* Soal Singkat *
Ganti "biksu" dengan "rahib" di setiap tempat kata itu muncul, lalu tuliskan ulang seluruh bagian teks tentang hakikat manusia mulai dari "Sesaat sebelum salah" sampai ke "Mungkin, apakah manusia itu sebenarnya?".

* Dokumen Sumber *
□ □ □ □ □

Kabar Baik

Elderly Man

Siapakah Manusia? Apakah Manusia?

Satu kali saya membaca di majalah Time mengenai biksu-biksu yang berada di Tibet. Yang saya dapati dalam artikel singkat tersebut bukanlah kekaguman akan kehidupan spiritual mereka; bukan pula akan budaya yang meliputi pedesaan yang dihuni oleh biksu-biksu tersebut. Sayangnya, artikel yang saya baca adalah mengenai peristiwa pembakaran diri biksu-biksu tersebut.

Sesaat sebelum salah seorang biksu tersebut mati terbakar, ia berseru dengan suara nyaring, “kembalilah Dalai Lama!”

Apakah yang ada di benak anda? Itu bukanlah hal yang asing dijumpai dalam koran dan majalah belakangan ini bukan?

Masih banyak lagi. Ada pula yang memutuskan untuk meledakkan diri mereka sendiri. Sangka mereka, apabila mereka mati dengan cara yang demikian, mereka dapat membuat hidup mereka menjadi lebih bermakna. Mereka mungkin bukan orang jahat. Mereka adalah orang yang benar-benar tulus dan mengira melakukan pekerjaan yang mulia.

Begitu pula dengan biksu tersebut. Mengapa membakar diri? Apakah faedahnya membakar dirinya sendiri? Bagaimana dengan pelaku bom bunuh diri tersebut? Sebenarnya apa yang ada di benak mereka?

Sebenarnya siapakah manusia itu sebenarnya? Mungkin, apakah manusia itu sebenarnya?

Dead Men Wasted

Ketika saya mengarungi jalanan-jalanan kota dan pedesaan, saya sering berpikir akan banyaknya manusia yang ada di dunia ini. Saya menyadari penuh bahwa saya sendiri juga adalah manusia, sama seperti mereka. Tetapi itu membuat segalanya menjadi lebih rumit lagi. Saya terkadang bisa sedih, juga marah, juga gembira, dan berbagai macam emosi lainnya. Saya menikmati membaca buku, menulis, dan melakukan segenap hobi lainnya. Saya senang bercengkrama sambil menikmati teh atau kopi bersama seorang rekan untuk diajak berbicara mengenai segala hal. Saya terkadang merasa kesepian, berada di dalam sebuah ruangan yang kosong, tanpa ada seorang pun yang menemani saya. Masalahnya, semua orang yang saya lihat dan perhatikan tersebut juga adalah manusia—sama seperti saya! Mereka juga memiliki pikiran, emosi, kehendak, hobi, dan kehidupan mereka masing-masing. bagaimana mungkin bisa demikian? Lalu sebenarnya siapakah manusia itu sebenarnya?

□ □ □ □ □

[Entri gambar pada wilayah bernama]
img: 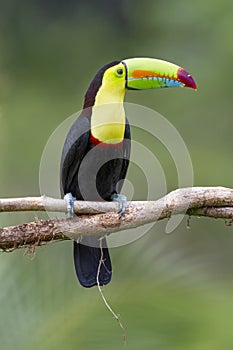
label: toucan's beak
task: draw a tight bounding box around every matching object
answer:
[122,58,197,90]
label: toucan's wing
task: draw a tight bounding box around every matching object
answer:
[60,116,90,199]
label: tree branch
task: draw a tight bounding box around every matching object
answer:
[0,187,233,251]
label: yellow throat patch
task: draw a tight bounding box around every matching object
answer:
[91,63,126,144]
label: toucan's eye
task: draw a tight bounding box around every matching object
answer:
[116,68,124,77]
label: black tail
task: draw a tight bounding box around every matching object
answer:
[74,237,112,288]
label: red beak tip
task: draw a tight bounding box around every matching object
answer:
[178,68,197,90]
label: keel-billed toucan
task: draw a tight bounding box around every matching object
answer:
[61,58,196,287]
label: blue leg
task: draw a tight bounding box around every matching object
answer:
[111,193,127,219]
[64,193,76,219]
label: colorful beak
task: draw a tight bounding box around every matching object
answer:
[122,58,197,90]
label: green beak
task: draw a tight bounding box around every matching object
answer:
[122,58,197,90]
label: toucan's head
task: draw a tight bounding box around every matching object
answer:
[84,58,197,108]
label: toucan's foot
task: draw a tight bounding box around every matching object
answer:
[111,193,127,219]
[64,193,76,219]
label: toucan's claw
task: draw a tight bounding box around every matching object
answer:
[64,193,76,219]
[112,193,127,219]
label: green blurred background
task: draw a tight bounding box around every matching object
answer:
[0,0,233,350]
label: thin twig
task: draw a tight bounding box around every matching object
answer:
[96,237,126,344]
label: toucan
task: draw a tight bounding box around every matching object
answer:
[60,58,196,287]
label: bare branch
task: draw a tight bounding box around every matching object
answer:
[0,187,233,251]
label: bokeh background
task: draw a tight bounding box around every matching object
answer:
[0,0,233,350]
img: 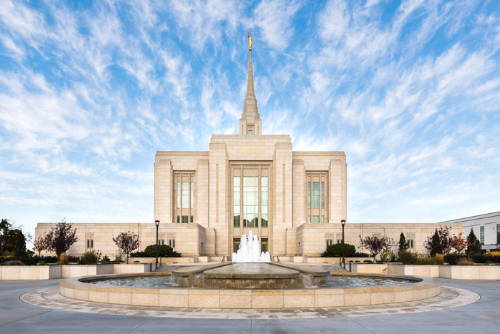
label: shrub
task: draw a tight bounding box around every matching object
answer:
[433,254,444,264]
[130,252,148,257]
[44,220,78,258]
[321,243,356,257]
[472,254,500,263]
[398,232,410,251]
[486,251,500,256]
[80,249,101,264]
[359,235,393,260]
[144,245,181,257]
[380,248,396,262]
[113,232,139,263]
[457,257,474,266]
[425,227,452,256]
[465,229,482,256]
[58,253,69,264]
[398,250,418,264]
[444,253,465,265]
[351,252,370,257]
[2,260,24,266]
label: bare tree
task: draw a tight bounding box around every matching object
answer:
[45,220,78,257]
[450,233,467,254]
[424,227,452,256]
[359,235,394,261]
[33,235,49,256]
[113,232,139,263]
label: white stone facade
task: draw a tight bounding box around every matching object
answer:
[36,41,478,257]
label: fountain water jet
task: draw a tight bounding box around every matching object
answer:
[231,231,271,262]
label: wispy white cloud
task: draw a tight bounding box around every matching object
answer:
[253,0,299,50]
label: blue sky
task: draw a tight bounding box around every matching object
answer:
[0,0,500,236]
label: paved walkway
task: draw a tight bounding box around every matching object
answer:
[0,279,500,334]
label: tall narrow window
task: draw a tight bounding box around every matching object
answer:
[243,176,259,227]
[233,176,241,227]
[306,172,328,223]
[174,172,195,223]
[231,164,271,228]
[260,176,269,227]
[497,224,500,245]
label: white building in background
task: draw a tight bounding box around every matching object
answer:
[442,211,500,250]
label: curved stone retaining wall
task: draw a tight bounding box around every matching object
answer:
[0,263,151,280]
[351,263,500,280]
[59,273,440,309]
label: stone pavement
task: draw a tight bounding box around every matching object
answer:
[0,279,500,334]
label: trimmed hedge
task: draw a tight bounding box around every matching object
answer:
[472,254,500,263]
[0,256,79,266]
[130,245,181,257]
[321,243,356,257]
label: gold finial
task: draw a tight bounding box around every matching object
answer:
[248,34,252,51]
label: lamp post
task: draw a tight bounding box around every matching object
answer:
[340,219,345,269]
[155,219,160,270]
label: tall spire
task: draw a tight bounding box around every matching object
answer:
[240,34,262,135]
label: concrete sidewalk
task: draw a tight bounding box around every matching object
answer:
[0,279,500,334]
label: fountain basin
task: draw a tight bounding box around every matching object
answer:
[59,273,440,309]
[172,262,329,289]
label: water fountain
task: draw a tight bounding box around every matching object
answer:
[60,232,440,309]
[231,231,271,262]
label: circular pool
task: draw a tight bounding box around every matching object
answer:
[59,264,440,309]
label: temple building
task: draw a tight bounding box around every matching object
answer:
[36,39,500,258]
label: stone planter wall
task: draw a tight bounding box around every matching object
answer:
[352,263,500,280]
[59,273,440,309]
[346,263,388,275]
[128,256,196,264]
[0,264,150,281]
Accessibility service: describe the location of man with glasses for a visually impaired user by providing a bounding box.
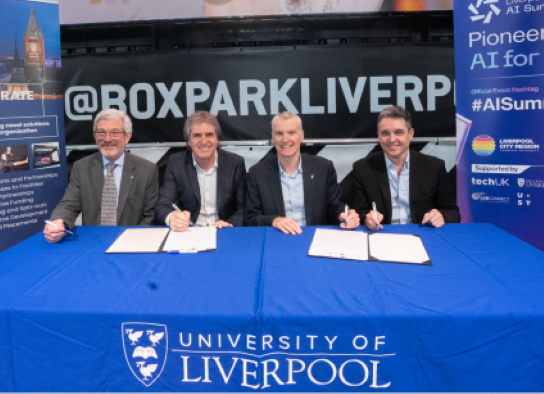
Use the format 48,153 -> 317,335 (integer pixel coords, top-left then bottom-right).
44,109 -> 159,243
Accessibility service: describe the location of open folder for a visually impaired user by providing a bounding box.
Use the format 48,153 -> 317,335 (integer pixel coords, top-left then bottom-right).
308,228 -> 432,265
106,227 -> 217,253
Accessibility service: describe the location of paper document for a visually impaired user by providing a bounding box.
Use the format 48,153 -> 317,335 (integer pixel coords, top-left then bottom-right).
308,229 -> 432,265
162,227 -> 217,253
368,233 -> 430,264
308,228 -> 368,260
106,228 -> 170,253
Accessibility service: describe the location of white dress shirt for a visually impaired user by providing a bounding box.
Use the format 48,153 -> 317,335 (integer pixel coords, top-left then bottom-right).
384,153 -> 412,224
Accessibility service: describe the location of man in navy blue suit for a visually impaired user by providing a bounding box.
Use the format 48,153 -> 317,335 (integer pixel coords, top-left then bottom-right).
155,111 -> 246,231
246,111 -> 359,235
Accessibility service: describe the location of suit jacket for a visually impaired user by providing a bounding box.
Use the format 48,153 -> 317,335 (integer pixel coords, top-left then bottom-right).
246,153 -> 345,226
351,151 -> 461,224
155,149 -> 246,226
51,152 -> 159,229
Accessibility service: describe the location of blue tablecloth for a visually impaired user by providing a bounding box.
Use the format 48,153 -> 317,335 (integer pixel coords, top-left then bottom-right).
0,224 -> 544,392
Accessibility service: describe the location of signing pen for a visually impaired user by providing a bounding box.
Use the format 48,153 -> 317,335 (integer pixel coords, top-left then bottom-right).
172,204 -> 195,227
45,220 -> 74,235
372,201 -> 380,231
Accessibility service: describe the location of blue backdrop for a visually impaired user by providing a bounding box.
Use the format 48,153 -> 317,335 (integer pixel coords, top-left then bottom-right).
454,0 -> 544,249
0,0 -> 67,252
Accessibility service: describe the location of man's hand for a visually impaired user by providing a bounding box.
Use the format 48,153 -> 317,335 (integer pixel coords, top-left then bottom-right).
421,209 -> 445,228
338,209 -> 361,230
170,211 -> 191,231
215,220 -> 232,228
43,219 -> 66,244
365,211 -> 383,231
272,217 -> 302,235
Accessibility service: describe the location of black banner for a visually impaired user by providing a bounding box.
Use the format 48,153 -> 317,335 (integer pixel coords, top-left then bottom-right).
63,44 -> 455,145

□ □ □ □ □

* Jawaban Latihan *
Sesaat sebelum salah seorang rahib tersebut mati terbakar, ia berseru dengan suara nyaring, “kembalilah Dalai Lama!”

Apakah yang ada di benak anda? Itu bukanlah hal yang asing dijumpai dalam koran dan majalah belakangan ini bukan?

Masih banyak lagi. Ada pula yang memutuskan untuk meledakkan diri mereka sendiri. Sangka mereka, apabila mereka mati dengan cara yang demikian, mereka dapat membuat hidup mereka menjadi lebih bermakna. Mereka mungkin bukan orang jahat. Mereka adalah orang yang benar-benar tulus dan mengira melakukan pekerjaan yang mulia.

Begitu pula dengan rahib tersebut. Mengapa membakar diri? Apakah faedahnya membakar dirinya sendiri? Bagaimana dengan pelaku bom bunuh diri tersebut? Sebenarnya apa yang ada di benak mereka?

Sebenarnya siapakah manusia itu sebenarnya? Mungkin, apakah manusia itu sebenarnya?